Turn all of the data below into a numbered list, leaving out any blank lines.

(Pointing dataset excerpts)
────────────────────

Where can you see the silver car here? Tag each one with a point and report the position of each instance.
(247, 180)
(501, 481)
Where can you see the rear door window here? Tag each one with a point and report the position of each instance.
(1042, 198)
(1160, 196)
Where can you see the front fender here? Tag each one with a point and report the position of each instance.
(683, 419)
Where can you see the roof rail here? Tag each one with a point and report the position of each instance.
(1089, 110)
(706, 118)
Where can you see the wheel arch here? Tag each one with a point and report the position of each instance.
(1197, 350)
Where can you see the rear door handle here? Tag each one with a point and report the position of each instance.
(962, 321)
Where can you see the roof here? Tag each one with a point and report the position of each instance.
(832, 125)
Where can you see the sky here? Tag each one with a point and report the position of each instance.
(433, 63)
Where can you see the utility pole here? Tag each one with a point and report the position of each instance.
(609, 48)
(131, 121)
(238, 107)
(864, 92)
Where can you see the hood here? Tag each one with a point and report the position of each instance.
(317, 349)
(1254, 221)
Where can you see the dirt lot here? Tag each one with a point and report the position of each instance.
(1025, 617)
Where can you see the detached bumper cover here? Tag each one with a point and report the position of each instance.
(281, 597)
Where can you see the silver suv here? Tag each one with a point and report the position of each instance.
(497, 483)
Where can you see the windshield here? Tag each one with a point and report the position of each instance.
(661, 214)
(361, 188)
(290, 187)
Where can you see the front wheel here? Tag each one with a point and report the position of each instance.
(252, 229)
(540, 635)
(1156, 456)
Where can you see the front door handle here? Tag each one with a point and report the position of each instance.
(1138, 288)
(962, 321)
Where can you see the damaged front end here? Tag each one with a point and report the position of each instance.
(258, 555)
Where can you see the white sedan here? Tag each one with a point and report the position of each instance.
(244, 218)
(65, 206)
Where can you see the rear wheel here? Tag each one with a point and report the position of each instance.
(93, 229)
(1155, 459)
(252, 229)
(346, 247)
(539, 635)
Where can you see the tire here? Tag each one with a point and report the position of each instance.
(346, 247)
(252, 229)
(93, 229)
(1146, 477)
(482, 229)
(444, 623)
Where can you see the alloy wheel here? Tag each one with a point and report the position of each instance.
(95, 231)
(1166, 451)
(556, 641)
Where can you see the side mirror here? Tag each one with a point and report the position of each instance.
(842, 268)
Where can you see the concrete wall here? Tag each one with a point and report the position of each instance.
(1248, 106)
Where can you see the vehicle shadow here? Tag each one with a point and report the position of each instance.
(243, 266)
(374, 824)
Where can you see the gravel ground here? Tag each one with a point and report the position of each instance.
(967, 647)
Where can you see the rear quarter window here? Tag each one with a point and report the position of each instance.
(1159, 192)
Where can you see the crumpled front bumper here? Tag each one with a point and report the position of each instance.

────────────────────

◆ Reply
1. Where can you see the silver car here? Tag each one with a point and report the position of each instance.
2. (247, 180)
3. (501, 481)
4. Where can you see the rear door window here? Tag each one with a point and report the position of each instance.
5. (1042, 198)
6. (1160, 196)
7. Where can you see the front fender here? Tag each one with a point and report the position of each instance.
8. (683, 419)
9. Where can you see the roof rail here? Tag each one with a point and report the position of each instance.
10. (1089, 110)
11. (706, 118)
12. Where can you see the wheel arch here? Tag each one with a point and report the position of each instance.
13. (1197, 350)
14. Where can you see the rear door handle here? Tag each one with a point and report the position of each instance.
15. (962, 321)
16. Where can you see the roof here? Tag each one with a point and report the position of each instance.
17. (832, 125)
18. Where can you see the sky here? Tag each one with a point and report the position of each instance.
19. (433, 63)
20. Where can you see the utility pole here? Tag each one with a point and report the position of each instance.
21. (609, 48)
22. (131, 121)
23. (238, 107)
24. (864, 92)
25. Where can you see the hood here? Tag each one with a point and report the position of each instance.
26. (317, 349)
27. (1254, 221)
28. Where can you see the dirt lot here? Tag each one with a point and report the position of each instance.
29. (1025, 617)
30. Where can you see the detached bumper cover here? Tag each one with a point and report the position of each instance.
31. (281, 597)
32. Where can you see the silver suv here? Tag each one with a point and report the position of each instance.
33. (497, 483)
34. Where can you see the windshield here? Tag each one with a point and report the position of each instance.
35. (661, 214)
36. (361, 188)
37. (290, 187)
38. Where can you see the front wheel here? Tag each one with a point and report the position of each instance.
39. (252, 229)
40. (540, 635)
41. (1156, 456)
42. Where can you see the front door handle here? Tag each one with a point and report the position of each instance.
43. (1138, 288)
44. (962, 321)
45. Where can you see the damaged front end here? Tag each one with a point and report the position of each instance.
46. (258, 555)
47. Where can you see the white sedan here? Tag each one with a point and report the position of each instance.
48. (244, 218)
49. (65, 206)
50. Where can you see the rear wheel here? Tag each one with a point and report the position of each instance.
51. (93, 229)
52. (1155, 459)
53. (252, 229)
54. (346, 247)
55. (539, 635)
56. Where can you see the tire here? Tag each one with a point and report the position of each instance.
57. (346, 247)
58. (252, 229)
59. (93, 229)
60. (1146, 477)
61. (482, 229)
62. (444, 623)
63. Where can you see the alloy wheel here? Tag each one with a point and report the position of each instance.
64. (95, 231)
65. (1166, 451)
66. (556, 641)
67. Where can you see the side mirror here? Tag each one with a point and report the position of each instance.
68. (842, 268)
69. Where can you see the concrete wall here? Tag each one with a point and report the position of each instance.
70. (1248, 106)
71. Where can you see the vehicle shadow here? Tag each one with a point and report the position of each instance.
72. (243, 266)
73. (374, 824)
74. Where can you see the gravel ground here? Tag each one with a point and report the position of each instance.
75. (967, 647)
76. Where can you see the rear quarter window here? Tag each one with a point and report the position of each instance.
77. (1159, 192)
78. Where can you see the crumpled front bumper here? Tag each one with a point and report the position of each instance.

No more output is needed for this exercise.